◆ **Task item**: Only the lines below, from the one with "Mark every instance of the sidewalk" through the one with "Mark every instance of the balcony with", are to be written out, exactly.

*** The input ***

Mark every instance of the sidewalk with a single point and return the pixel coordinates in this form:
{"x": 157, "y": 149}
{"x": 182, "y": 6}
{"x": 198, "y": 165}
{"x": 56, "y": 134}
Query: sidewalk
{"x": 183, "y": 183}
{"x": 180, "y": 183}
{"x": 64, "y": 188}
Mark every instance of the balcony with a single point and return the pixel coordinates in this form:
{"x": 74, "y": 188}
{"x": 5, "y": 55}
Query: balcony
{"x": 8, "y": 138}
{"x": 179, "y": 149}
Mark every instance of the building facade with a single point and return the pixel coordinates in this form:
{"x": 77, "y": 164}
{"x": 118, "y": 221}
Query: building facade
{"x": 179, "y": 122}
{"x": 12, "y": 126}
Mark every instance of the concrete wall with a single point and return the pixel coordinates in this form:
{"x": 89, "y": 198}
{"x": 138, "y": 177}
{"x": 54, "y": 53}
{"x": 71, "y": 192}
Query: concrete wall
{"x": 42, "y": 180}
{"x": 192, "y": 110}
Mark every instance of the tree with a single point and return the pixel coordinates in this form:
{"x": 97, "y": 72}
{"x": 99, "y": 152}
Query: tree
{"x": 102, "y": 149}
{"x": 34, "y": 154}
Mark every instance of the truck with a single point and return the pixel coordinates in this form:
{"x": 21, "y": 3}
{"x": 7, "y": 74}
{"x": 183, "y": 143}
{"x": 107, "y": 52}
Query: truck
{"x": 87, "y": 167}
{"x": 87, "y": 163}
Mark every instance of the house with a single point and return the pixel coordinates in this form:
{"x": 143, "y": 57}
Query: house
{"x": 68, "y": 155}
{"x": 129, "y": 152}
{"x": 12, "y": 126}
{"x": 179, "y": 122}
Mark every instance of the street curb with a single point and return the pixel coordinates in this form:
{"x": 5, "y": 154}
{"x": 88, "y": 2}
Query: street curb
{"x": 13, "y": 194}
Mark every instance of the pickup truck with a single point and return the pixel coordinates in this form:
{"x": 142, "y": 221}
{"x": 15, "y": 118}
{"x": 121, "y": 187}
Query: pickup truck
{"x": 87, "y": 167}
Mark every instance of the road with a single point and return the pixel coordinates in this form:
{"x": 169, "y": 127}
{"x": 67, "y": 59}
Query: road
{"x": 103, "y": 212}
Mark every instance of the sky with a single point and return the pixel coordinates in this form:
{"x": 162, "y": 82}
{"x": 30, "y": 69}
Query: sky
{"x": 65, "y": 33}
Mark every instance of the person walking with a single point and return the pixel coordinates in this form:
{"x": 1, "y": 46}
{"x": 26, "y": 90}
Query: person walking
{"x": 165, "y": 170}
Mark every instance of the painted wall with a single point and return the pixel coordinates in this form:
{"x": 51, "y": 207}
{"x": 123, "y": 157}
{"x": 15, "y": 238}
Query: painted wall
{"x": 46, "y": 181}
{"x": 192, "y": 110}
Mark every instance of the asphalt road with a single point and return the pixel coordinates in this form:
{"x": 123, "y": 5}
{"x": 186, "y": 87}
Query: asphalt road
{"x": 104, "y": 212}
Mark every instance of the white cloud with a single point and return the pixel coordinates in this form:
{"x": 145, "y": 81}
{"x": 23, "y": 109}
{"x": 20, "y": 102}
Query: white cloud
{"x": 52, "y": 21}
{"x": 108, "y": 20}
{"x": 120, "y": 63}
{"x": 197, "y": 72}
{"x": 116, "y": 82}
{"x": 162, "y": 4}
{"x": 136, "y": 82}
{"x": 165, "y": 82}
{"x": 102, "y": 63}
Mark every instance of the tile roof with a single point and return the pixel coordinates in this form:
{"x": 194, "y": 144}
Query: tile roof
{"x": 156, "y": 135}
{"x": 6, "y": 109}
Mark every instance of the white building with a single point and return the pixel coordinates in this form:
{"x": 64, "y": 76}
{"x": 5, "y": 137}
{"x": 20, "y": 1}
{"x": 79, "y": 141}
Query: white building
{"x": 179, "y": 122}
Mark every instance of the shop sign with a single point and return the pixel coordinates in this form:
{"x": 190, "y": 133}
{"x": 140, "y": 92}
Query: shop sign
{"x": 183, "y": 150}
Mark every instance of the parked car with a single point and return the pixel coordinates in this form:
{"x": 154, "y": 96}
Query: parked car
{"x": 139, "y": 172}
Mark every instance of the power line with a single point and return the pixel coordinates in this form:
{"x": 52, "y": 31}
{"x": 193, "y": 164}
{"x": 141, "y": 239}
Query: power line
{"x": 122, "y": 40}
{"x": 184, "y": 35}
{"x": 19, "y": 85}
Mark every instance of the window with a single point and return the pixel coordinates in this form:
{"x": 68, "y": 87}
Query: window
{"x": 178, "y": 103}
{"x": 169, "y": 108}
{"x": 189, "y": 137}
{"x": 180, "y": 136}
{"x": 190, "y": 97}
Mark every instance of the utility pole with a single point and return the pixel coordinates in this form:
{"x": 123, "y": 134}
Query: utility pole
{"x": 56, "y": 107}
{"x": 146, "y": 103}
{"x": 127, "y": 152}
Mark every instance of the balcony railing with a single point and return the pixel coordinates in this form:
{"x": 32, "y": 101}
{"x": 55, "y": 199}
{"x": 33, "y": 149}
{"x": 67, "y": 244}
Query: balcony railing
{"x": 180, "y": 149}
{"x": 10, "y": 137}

*** End of The input ***
*** The input ***

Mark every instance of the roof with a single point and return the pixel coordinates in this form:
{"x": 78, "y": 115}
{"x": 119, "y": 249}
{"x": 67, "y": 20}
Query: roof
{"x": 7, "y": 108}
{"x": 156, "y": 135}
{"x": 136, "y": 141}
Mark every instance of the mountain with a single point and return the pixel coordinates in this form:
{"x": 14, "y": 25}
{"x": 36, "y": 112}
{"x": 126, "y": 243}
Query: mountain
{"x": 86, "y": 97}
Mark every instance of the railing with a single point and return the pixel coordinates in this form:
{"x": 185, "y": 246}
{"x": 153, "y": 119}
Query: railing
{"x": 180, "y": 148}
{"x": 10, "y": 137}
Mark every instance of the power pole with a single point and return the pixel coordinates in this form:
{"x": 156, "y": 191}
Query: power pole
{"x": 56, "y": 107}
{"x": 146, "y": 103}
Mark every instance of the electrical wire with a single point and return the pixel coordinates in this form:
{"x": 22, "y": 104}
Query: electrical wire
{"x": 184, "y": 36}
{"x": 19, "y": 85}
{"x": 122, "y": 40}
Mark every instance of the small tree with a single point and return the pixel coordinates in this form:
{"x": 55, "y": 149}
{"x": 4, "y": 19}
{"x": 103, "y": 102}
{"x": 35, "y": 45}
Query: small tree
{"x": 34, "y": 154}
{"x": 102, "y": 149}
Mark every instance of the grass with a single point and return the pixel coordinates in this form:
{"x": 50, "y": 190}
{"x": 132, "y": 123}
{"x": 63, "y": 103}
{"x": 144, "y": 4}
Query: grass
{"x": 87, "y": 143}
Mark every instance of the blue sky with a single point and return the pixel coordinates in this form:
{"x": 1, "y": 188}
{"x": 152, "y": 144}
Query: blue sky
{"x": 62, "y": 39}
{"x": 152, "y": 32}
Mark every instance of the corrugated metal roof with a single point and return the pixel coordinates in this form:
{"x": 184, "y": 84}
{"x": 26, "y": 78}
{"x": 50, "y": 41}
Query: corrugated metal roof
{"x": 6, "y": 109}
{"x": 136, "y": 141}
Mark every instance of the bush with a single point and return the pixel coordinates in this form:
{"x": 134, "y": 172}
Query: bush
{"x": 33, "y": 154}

*** End of The input ***

◆ **Written solution**:
Mark every instance of the sidewalk with a single point and return the pixel coordinates in this form:
{"x": 157, "y": 149}
{"x": 182, "y": 6}
{"x": 198, "y": 165}
{"x": 56, "y": 134}
Query: sidewalk
{"x": 183, "y": 183}
{"x": 180, "y": 183}
{"x": 64, "y": 188}
Mark every instance of the balcony with a single point and return the pixel coordinates in this form:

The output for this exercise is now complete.